# [What is needed]
Copy each of the following lines word for word, keeping their order.
## BEGIN Records to process
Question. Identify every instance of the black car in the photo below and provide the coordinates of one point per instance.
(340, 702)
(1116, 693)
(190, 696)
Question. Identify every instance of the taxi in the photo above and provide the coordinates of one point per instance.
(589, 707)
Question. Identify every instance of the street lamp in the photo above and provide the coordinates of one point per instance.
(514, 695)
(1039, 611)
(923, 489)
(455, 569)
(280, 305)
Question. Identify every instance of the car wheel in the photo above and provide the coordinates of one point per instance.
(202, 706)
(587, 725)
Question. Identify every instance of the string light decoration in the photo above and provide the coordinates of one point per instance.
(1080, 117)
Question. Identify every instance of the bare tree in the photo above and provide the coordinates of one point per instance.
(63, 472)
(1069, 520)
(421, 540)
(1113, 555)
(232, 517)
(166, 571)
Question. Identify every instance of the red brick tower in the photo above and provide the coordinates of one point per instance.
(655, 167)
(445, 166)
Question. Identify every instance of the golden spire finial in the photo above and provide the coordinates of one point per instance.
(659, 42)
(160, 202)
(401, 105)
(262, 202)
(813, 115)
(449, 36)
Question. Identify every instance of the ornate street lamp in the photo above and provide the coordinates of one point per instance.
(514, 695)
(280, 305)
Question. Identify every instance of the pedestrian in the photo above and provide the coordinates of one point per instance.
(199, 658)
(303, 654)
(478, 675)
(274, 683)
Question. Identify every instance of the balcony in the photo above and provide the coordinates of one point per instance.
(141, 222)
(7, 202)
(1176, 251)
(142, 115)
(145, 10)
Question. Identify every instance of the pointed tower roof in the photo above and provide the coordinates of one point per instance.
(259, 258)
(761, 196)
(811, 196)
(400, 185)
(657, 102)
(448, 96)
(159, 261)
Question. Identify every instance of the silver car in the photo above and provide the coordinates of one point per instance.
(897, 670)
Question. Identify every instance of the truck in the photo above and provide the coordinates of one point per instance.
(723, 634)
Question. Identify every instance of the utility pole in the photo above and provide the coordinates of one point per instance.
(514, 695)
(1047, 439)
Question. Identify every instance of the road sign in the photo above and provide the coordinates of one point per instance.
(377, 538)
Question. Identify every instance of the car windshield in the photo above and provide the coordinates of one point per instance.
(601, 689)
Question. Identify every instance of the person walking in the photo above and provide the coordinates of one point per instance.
## END Records to process
# [Written answer]
Question. Identify every instance of the black car in the photo below and provide the coordinates of one point per instance.
(340, 702)
(1116, 693)
(190, 696)
Question. Identify every instance of the taxi in the photo above and provide the coordinates of one point per instance.
(589, 707)
Question. Identify every instance of the street lamp in the photo above and provide the coordinates of one point per instance.
(514, 695)
(1039, 611)
(923, 489)
(455, 569)
(280, 305)
Question. Identify every instance of the car wheel in the photo above and provide the coordinates of one point per instance.
(202, 706)
(587, 725)
Question. Identify every instance of the string light decoration in the photo above and provide the coordinates of one point per instance.
(1080, 117)
Question. Identify every instance of the bare tree in the photo above and provide the coordinates of one point per instance.
(63, 472)
(1069, 520)
(421, 540)
(1113, 555)
(232, 517)
(166, 571)
Question. Identify every instance of the red brick tower in the photo above and provide the coordinates of one point per instance.
(655, 167)
(445, 166)
Question. Identify every instance of the golden spire finial in the photo above and provide the coordinates of one point per instance.
(659, 42)
(160, 202)
(401, 105)
(262, 202)
(813, 115)
(449, 36)
Question. Identify every instance of the ornate street lamp in the photo above and provide the coordinates of one point per instance.
(514, 695)
(280, 305)
Question. Identify every instance of the pedestrian in the photo above and provide the coordinates of one point per instance.
(199, 658)
(303, 654)
(478, 675)
(274, 683)
Question. Identify every instance of the balcony in the photo above and provide the coordinates of one point per instance.
(141, 222)
(7, 202)
(1176, 251)
(142, 115)
(145, 10)
Question. Identify every instance of the pointed tower roof in the photo above and provide the coordinates of one point per instance.
(259, 258)
(761, 196)
(811, 196)
(400, 185)
(657, 102)
(448, 96)
(159, 261)
Question. Identify every instance of the silver car in the photo above and provide the coordinates of one point per instance.
(897, 670)
Question. Identify every instance of the truck in the photo above and provide the coordinates of one point per instance.
(723, 634)
Question. Identify every instance of the utility pole in the photo above and provide the coordinates of one point per instance.
(514, 695)
(1047, 439)
Question. Identify every instance of the road sign in the photo above and provide the coordinates of one point per instance.
(377, 538)
Question. Identify every instance of the car windshield in the photo above and provide the coordinates of one point per instance.
(601, 689)
Question. Identify every instance of the person walking in the photo above and provide the coordinates of one point per instance.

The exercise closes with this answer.